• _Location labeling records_
>>>>>

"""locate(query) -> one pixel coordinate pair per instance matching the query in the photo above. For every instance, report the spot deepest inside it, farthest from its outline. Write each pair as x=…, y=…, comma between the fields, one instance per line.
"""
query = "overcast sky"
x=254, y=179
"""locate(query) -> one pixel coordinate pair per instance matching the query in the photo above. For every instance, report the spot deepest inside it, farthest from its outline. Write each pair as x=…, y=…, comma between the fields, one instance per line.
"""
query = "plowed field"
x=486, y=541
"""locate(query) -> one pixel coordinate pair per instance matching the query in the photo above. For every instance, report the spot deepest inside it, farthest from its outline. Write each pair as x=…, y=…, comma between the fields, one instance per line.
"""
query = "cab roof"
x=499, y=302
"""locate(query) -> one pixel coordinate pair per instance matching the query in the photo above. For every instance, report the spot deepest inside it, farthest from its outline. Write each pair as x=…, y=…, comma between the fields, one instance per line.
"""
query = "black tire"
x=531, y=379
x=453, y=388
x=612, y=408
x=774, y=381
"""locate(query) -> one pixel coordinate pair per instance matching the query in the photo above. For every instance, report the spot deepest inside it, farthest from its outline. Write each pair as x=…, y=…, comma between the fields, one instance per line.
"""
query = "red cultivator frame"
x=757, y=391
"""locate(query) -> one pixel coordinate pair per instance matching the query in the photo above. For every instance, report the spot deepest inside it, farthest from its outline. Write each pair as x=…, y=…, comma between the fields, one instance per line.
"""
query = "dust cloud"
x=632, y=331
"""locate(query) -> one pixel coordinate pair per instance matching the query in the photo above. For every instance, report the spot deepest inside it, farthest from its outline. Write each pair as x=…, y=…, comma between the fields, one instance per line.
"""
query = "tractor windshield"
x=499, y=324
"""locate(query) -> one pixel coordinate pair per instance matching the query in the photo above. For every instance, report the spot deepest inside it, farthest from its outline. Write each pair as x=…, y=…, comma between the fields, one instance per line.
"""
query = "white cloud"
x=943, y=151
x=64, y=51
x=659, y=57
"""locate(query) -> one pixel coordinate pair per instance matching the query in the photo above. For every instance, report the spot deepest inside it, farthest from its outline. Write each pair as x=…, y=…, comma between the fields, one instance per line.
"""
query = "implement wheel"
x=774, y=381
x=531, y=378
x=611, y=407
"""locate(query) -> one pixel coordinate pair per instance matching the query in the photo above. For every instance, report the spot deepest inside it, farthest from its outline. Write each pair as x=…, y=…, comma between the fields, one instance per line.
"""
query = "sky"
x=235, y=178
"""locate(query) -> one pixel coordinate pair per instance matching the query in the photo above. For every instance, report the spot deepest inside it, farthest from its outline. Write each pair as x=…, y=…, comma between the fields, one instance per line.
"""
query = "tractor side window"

<<<<<

• _Written instruction_
Scale the stretch from the start of the lines above through the line that contains "x=254, y=179", and give all of those lines again, requests included. Multiply every coordinate in the answers by 0.7, rounding to whole numbers with halves rounded up.

• _Output of the task_
"""locate(query) -> one pixel coordinate pair per instance matching the query in the photo above. For every instance, report the spot deepest inside it, farthest from its outline. Write each pair as x=…, y=…, comma between the fields, one instance per line.
"""
query = "overcast sky"
x=178, y=125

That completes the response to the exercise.